(Entries for labeling bounding boxes)

******************************

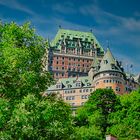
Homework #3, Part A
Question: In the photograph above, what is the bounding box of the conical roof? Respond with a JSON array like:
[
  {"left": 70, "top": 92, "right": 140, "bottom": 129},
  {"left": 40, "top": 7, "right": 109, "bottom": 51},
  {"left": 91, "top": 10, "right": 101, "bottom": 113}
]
[
  {"left": 99, "top": 48, "right": 122, "bottom": 72},
  {"left": 91, "top": 56, "right": 99, "bottom": 68}
]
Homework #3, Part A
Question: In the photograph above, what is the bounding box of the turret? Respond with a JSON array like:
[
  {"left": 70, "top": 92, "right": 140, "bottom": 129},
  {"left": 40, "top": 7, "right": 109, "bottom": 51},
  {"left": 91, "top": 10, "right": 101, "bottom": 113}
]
[{"left": 93, "top": 49, "right": 125, "bottom": 94}]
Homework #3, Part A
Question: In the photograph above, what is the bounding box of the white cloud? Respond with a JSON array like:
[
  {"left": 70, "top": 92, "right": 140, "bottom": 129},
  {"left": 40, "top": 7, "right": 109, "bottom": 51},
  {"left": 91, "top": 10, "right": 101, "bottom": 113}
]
[{"left": 0, "top": 0, "right": 35, "bottom": 15}]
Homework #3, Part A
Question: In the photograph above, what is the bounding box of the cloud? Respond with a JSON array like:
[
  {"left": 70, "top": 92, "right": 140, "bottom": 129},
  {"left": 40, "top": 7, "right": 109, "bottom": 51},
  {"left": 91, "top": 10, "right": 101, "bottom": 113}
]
[
  {"left": 0, "top": 0, "right": 35, "bottom": 15},
  {"left": 52, "top": 2, "right": 77, "bottom": 14}
]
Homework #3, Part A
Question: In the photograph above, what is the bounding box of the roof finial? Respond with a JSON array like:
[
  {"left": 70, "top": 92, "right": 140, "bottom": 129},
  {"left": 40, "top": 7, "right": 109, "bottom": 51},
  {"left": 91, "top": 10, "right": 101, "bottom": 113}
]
[{"left": 107, "top": 40, "right": 110, "bottom": 49}]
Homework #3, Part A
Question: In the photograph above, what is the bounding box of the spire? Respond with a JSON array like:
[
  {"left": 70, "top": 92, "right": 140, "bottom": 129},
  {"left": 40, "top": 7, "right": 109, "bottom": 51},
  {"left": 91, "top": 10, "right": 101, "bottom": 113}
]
[{"left": 91, "top": 55, "right": 99, "bottom": 68}]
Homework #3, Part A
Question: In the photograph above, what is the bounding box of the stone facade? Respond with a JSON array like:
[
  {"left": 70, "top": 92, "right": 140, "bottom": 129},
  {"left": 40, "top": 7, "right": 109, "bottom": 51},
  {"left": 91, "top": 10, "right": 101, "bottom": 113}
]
[
  {"left": 46, "top": 49, "right": 140, "bottom": 109},
  {"left": 48, "top": 29, "right": 104, "bottom": 79}
]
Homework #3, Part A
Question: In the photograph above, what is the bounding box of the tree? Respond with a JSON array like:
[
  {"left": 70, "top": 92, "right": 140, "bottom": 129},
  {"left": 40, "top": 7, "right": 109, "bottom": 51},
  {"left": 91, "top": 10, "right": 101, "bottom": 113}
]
[
  {"left": 0, "top": 22, "right": 53, "bottom": 102},
  {"left": 0, "top": 94, "right": 73, "bottom": 140},
  {"left": 76, "top": 89, "right": 120, "bottom": 139},
  {"left": 108, "top": 90, "right": 140, "bottom": 140}
]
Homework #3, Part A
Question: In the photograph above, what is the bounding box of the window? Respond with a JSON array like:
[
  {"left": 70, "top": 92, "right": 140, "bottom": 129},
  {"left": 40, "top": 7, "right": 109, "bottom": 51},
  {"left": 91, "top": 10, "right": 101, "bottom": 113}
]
[
  {"left": 70, "top": 103, "right": 75, "bottom": 106},
  {"left": 56, "top": 84, "right": 62, "bottom": 89},
  {"left": 86, "top": 89, "right": 88, "bottom": 92},
  {"left": 68, "top": 84, "right": 71, "bottom": 88},
  {"left": 116, "top": 87, "right": 121, "bottom": 91},
  {"left": 106, "top": 86, "right": 112, "bottom": 89},
  {"left": 81, "top": 95, "right": 88, "bottom": 99},
  {"left": 66, "top": 81, "right": 69, "bottom": 84},
  {"left": 81, "top": 102, "right": 85, "bottom": 105},
  {"left": 66, "top": 96, "right": 75, "bottom": 100}
]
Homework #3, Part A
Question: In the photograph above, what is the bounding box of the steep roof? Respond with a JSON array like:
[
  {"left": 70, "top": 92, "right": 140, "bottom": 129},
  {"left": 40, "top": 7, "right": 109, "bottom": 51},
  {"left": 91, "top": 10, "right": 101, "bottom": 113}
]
[
  {"left": 99, "top": 49, "right": 122, "bottom": 72},
  {"left": 47, "top": 76, "right": 92, "bottom": 91},
  {"left": 91, "top": 56, "right": 99, "bottom": 68},
  {"left": 51, "top": 28, "right": 104, "bottom": 52}
]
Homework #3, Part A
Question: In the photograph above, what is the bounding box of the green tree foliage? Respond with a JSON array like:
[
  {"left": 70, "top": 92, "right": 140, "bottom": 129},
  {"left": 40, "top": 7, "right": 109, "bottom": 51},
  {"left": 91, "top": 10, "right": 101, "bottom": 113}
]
[
  {"left": 76, "top": 89, "right": 120, "bottom": 139},
  {"left": 108, "top": 90, "right": 140, "bottom": 140},
  {"left": 0, "top": 94, "right": 73, "bottom": 140},
  {"left": 0, "top": 23, "right": 73, "bottom": 140},
  {"left": 0, "top": 22, "right": 52, "bottom": 101}
]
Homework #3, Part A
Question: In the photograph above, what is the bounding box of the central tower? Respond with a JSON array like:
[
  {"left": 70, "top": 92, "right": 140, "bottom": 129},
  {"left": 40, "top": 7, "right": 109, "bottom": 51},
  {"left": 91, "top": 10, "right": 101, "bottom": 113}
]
[{"left": 49, "top": 28, "right": 104, "bottom": 79}]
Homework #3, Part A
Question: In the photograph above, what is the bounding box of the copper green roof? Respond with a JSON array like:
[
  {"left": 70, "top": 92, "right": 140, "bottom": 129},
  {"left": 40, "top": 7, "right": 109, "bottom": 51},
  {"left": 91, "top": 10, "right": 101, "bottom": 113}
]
[
  {"left": 47, "top": 76, "right": 92, "bottom": 91},
  {"left": 91, "top": 56, "right": 99, "bottom": 68},
  {"left": 51, "top": 28, "right": 104, "bottom": 52},
  {"left": 99, "top": 49, "right": 122, "bottom": 72}
]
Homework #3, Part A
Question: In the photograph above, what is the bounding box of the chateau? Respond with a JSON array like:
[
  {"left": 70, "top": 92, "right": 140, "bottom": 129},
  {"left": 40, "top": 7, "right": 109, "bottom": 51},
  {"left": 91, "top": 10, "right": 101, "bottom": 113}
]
[
  {"left": 46, "top": 29, "right": 140, "bottom": 108},
  {"left": 48, "top": 28, "right": 104, "bottom": 79}
]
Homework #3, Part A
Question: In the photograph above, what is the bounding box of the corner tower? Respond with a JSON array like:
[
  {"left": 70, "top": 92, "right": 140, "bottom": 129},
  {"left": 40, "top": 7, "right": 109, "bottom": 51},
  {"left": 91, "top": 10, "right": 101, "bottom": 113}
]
[
  {"left": 49, "top": 28, "right": 104, "bottom": 79},
  {"left": 93, "top": 49, "right": 125, "bottom": 94}
]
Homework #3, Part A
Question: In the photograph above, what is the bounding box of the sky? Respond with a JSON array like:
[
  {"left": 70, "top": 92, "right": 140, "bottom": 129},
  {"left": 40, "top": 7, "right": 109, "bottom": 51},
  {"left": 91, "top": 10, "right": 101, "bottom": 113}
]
[{"left": 0, "top": 0, "right": 140, "bottom": 74}]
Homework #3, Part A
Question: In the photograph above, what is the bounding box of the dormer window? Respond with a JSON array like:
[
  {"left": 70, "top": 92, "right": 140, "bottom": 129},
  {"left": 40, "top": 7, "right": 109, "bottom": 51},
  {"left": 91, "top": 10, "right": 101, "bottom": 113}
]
[
  {"left": 56, "top": 83, "right": 62, "bottom": 89},
  {"left": 76, "top": 81, "right": 82, "bottom": 87},
  {"left": 68, "top": 84, "right": 72, "bottom": 88},
  {"left": 111, "top": 64, "right": 115, "bottom": 69},
  {"left": 104, "top": 60, "right": 108, "bottom": 64}
]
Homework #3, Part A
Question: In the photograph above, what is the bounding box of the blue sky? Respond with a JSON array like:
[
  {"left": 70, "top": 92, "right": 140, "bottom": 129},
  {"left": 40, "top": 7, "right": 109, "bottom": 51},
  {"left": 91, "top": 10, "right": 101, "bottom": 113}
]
[{"left": 0, "top": 0, "right": 140, "bottom": 73}]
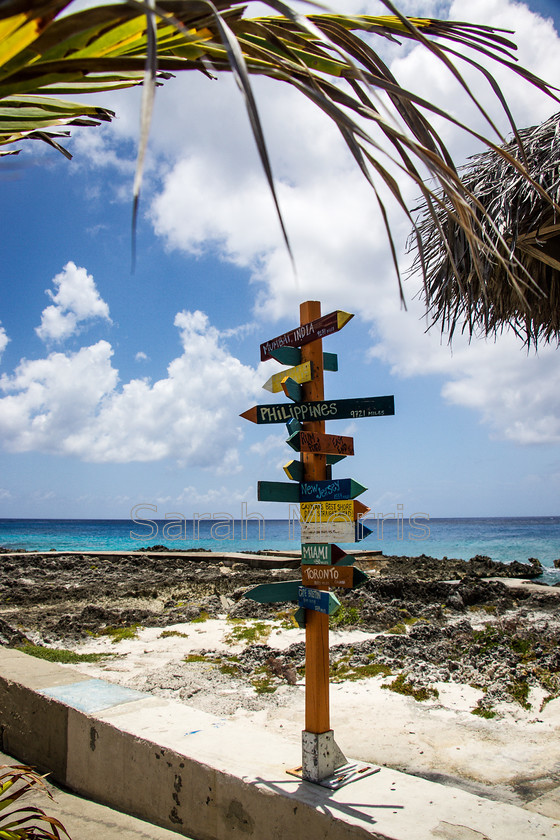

******************************

(What is expected) Please identify every line of the material above that contains the string "green" and copy each one out in full.

(Exercise result)
Question: In the photograph above, what is the bounding box of the green tree foliage? Respond with a JSON array like:
Question: In the photograph above, what is the bounding box of the copper green roof? Respond with a JSON array like:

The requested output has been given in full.